▶ [TASK DETAILS] What is needed is the run of lines from the one with "of the carved" through the close of the data, set down exactly.

▶ [SUPPLIED DATA]
•••••
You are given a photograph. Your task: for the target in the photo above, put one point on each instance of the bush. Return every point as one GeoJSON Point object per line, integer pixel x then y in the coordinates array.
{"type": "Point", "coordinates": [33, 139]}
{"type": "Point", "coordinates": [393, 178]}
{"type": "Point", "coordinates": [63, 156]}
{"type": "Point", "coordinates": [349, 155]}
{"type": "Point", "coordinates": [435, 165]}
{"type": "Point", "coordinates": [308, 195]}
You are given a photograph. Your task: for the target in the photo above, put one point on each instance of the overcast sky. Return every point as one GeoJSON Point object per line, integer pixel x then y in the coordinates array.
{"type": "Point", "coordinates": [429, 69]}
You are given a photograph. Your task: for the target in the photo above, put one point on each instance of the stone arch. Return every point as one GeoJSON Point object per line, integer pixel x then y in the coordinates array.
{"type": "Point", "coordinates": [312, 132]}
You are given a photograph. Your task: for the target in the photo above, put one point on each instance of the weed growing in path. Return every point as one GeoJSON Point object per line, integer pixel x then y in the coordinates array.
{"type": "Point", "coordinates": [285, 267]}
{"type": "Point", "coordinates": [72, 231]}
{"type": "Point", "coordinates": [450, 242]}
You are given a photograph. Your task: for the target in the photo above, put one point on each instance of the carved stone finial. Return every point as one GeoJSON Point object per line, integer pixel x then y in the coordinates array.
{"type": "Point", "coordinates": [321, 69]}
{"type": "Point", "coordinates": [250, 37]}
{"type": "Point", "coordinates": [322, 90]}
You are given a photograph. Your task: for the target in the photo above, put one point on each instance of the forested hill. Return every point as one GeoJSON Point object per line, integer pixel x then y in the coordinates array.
•••••
▶ [EXERCISE ANSWER]
You are given a photograph. Your task: for the target in the photo above, put one point on each instance of the carved stone finial. Return every point as one GeoJSON Point object per line, integer pixel x then y in the coordinates array.
{"type": "Point", "coordinates": [321, 69]}
{"type": "Point", "coordinates": [250, 37]}
{"type": "Point", "coordinates": [322, 90]}
You are given a photograph. Your task: for the target in the photo above, put one point on each instance of the forested hill. Return every point as one GeoJSON Point object per line, integer pixel x then y in the coordinates array.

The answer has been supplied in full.